» **Text shown**
########################################

- nādhayo vyādhayaḥ kleśā
- ajāta-śatrāv abhavan
- jantūnāṁ rājñi karhicit
na—never; ādhayaḥ—anxieties; vyādhayaḥ—diseases; kleśāḥ—trouble due to excessive heat and cold; daiva-bhūta-ātma—all due to the body, supernatural power and other living beings; hetavaḥ—due to the cause of; ajāta-śatrau—unto one who has no enemy; abhavan—happened; jantūnām—of the living beings; rājñi—unto the King; karhicit—at any time.
Because of the King's having no enemy, the living beings were not at any time disturbed by mental agonies, diseases, or excessive heat or cold.

########################################

» **Record set**
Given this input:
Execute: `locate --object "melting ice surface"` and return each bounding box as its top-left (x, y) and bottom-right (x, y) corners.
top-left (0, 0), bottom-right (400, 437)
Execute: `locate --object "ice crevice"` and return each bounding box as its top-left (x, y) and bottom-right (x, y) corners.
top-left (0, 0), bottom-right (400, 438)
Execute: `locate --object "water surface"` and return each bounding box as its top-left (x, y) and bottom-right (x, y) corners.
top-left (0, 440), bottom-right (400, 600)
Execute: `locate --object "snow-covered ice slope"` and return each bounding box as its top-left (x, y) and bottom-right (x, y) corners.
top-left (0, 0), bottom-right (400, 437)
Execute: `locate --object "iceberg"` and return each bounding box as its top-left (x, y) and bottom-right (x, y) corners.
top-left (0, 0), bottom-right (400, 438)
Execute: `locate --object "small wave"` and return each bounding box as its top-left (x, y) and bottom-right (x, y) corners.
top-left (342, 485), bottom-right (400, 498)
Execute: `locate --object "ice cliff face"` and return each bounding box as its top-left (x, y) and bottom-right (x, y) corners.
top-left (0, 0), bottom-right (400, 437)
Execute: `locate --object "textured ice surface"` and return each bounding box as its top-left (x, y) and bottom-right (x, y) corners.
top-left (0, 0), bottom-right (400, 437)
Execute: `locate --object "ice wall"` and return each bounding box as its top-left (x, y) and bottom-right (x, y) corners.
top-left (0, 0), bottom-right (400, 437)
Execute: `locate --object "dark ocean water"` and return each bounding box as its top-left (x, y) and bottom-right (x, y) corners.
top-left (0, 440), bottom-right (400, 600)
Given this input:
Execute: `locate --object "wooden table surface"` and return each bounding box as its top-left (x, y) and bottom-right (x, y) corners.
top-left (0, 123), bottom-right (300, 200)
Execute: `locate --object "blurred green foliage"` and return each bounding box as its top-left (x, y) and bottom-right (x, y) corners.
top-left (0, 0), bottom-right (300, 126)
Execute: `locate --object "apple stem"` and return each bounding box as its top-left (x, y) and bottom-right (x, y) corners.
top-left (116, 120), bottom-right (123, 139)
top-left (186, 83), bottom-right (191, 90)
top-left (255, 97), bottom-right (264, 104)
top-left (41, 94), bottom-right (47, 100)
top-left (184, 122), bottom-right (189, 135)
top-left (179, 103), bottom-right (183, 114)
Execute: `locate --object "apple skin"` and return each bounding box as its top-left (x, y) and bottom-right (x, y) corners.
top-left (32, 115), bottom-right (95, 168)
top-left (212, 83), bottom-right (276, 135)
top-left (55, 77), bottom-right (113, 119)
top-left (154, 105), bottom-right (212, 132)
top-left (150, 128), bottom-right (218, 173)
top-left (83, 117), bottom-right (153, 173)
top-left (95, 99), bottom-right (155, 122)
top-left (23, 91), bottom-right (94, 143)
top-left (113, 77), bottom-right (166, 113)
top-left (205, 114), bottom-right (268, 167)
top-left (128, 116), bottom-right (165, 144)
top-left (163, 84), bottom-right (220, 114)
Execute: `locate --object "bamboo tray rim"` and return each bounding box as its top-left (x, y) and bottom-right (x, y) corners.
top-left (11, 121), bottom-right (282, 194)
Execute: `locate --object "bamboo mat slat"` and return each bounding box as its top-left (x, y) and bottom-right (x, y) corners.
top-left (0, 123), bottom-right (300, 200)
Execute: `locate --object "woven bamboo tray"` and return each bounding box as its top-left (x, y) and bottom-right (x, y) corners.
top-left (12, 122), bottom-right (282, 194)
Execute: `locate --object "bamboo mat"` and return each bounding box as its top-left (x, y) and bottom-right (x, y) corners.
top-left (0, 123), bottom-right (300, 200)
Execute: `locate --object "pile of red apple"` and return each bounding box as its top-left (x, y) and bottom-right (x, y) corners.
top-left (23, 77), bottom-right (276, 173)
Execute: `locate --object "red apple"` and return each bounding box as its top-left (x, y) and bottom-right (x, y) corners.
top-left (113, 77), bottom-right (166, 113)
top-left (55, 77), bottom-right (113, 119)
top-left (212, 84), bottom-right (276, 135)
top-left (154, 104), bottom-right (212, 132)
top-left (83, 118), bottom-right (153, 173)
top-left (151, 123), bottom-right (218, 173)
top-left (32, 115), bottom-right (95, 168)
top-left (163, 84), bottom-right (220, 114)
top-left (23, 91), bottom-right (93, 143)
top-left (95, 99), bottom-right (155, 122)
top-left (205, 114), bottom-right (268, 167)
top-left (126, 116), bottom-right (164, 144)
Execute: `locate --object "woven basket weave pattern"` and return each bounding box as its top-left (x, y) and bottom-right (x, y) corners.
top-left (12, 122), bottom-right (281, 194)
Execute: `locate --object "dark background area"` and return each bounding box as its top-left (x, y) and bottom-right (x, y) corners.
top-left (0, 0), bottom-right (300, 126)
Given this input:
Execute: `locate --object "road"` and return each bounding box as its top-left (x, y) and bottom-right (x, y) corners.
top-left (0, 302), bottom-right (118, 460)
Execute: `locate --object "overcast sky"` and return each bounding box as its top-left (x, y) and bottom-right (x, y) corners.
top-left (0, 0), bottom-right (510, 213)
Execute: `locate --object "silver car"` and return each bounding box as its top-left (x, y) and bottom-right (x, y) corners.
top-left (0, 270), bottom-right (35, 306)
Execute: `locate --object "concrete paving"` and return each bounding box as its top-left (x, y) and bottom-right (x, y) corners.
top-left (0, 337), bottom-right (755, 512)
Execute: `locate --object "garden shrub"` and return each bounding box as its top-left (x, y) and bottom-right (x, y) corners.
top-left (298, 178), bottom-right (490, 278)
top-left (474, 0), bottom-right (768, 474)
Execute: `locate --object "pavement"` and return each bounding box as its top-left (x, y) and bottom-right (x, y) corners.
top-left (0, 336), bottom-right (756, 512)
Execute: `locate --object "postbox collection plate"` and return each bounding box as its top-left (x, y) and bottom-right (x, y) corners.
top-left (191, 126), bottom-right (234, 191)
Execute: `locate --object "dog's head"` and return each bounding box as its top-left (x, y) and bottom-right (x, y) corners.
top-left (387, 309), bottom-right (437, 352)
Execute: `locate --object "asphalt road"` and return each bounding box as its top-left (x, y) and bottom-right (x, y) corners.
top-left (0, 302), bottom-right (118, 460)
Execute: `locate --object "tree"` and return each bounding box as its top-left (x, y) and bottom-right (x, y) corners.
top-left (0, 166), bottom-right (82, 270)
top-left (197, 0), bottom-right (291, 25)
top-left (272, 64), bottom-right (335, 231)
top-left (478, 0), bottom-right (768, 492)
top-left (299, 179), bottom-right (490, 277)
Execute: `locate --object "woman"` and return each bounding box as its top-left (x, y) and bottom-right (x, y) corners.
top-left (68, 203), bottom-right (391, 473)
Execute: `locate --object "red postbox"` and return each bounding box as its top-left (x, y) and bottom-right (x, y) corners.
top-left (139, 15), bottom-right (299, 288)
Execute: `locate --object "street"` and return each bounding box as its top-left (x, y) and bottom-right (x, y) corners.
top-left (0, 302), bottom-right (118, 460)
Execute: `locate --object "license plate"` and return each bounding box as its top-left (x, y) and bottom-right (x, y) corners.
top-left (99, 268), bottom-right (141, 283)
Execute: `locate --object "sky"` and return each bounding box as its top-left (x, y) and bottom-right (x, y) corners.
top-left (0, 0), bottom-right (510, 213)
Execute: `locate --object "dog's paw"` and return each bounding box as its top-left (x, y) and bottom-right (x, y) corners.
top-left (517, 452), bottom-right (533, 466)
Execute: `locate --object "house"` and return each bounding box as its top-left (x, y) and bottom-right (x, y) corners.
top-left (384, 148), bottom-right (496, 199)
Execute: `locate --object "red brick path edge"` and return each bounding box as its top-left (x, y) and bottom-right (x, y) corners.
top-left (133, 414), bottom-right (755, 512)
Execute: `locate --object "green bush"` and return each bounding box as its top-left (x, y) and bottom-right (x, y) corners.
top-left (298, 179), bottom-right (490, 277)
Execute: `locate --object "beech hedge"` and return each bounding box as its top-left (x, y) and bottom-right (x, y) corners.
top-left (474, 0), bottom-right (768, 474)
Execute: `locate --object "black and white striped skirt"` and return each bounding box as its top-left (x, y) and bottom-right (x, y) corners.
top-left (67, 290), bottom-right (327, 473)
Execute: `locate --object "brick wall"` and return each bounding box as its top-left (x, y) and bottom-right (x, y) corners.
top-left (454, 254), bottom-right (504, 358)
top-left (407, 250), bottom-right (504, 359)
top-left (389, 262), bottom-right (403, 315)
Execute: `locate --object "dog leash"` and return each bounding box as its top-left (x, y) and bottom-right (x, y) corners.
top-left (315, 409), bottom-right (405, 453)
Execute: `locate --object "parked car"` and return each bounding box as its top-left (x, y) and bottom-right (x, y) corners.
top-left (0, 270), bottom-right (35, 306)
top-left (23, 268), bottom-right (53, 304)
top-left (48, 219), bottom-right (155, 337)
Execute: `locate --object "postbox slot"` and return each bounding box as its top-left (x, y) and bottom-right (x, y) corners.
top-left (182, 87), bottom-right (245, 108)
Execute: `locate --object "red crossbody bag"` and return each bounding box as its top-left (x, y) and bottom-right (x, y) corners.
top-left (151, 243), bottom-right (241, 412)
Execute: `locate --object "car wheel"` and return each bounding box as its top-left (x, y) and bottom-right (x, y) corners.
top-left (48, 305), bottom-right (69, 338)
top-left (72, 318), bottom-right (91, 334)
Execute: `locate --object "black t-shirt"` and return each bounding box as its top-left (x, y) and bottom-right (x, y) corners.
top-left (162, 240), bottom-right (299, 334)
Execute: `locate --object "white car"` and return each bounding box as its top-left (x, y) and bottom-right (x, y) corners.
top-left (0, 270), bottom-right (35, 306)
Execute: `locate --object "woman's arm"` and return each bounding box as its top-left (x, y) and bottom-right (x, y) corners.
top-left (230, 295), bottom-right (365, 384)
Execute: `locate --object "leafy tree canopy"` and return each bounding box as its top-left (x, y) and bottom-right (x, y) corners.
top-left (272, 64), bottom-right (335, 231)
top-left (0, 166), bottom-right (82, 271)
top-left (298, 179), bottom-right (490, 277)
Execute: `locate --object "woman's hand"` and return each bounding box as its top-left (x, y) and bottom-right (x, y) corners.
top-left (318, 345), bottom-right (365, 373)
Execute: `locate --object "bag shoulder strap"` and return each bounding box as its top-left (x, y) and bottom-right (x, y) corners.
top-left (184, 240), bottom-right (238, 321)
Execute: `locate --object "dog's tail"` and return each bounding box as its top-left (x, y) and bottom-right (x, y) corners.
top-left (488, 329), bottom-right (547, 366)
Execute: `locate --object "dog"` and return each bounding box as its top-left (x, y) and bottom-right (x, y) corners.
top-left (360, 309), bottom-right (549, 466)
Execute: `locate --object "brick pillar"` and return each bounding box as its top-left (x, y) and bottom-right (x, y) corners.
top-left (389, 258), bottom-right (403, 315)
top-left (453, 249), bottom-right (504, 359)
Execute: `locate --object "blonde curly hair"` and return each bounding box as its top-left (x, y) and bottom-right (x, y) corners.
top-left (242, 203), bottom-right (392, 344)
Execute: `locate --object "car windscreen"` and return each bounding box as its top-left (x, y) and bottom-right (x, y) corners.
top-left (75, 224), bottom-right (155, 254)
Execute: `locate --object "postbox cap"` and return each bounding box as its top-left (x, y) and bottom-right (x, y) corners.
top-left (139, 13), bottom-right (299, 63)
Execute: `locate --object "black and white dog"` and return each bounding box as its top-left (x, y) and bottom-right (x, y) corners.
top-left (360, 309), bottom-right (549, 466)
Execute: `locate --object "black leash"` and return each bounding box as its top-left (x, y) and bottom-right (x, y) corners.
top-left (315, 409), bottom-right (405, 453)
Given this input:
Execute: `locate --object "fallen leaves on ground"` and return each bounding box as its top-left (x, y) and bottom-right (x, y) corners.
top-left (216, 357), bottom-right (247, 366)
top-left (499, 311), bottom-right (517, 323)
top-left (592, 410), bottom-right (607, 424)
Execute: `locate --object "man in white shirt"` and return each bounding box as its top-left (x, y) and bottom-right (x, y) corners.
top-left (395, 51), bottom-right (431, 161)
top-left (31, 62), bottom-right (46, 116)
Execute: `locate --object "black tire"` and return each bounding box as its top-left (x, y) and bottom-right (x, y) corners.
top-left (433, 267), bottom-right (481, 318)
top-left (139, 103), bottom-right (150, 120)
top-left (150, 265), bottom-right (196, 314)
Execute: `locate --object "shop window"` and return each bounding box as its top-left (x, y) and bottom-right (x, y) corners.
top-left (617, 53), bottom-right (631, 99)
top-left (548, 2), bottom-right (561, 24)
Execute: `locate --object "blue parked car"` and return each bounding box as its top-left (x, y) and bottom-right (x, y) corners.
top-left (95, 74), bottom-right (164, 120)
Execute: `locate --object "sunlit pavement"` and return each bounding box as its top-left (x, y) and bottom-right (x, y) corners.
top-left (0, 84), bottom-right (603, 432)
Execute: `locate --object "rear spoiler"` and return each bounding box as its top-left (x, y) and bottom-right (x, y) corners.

########################################

» **To do**
(1) Repeat the part of the verse text starting at "- nādhayo vyādhayaḥ" and ending at "heat or cold.".
(2) According to the verse text, why were living beings never troubled by anxieties, diseases, or excessive heat and cold? Answer in one to three sentences.

» **Results of the exercise**
(1)
- nādhayo vyādhayaḥ kleśā
- ajāta-śatrāv abhavan
- jantūnāṁ rājñi karhicit
na—never; ādhayaḥ—anxieties; vyādhayaḥ—diseases; kleśāḥ—trouble due to excessive heat and cold; daiva-bhūta-ātma—all due to the body, supernatural power and other living beings; hetavaḥ—due to the cause of; ajāta-śatrau—unto one who has no enemy; abhavan—happened; jantūnām—of the living beings; rājñi—unto the King; karhicit—at any time.
Because of the King's having no enemy, the living beings were not at any time disturbed by mental agonies, diseases, or excessive heat or cold.

(2) They were never disturbed by mental agonies, diseases, or excessive heat or cold because the King had no enemy.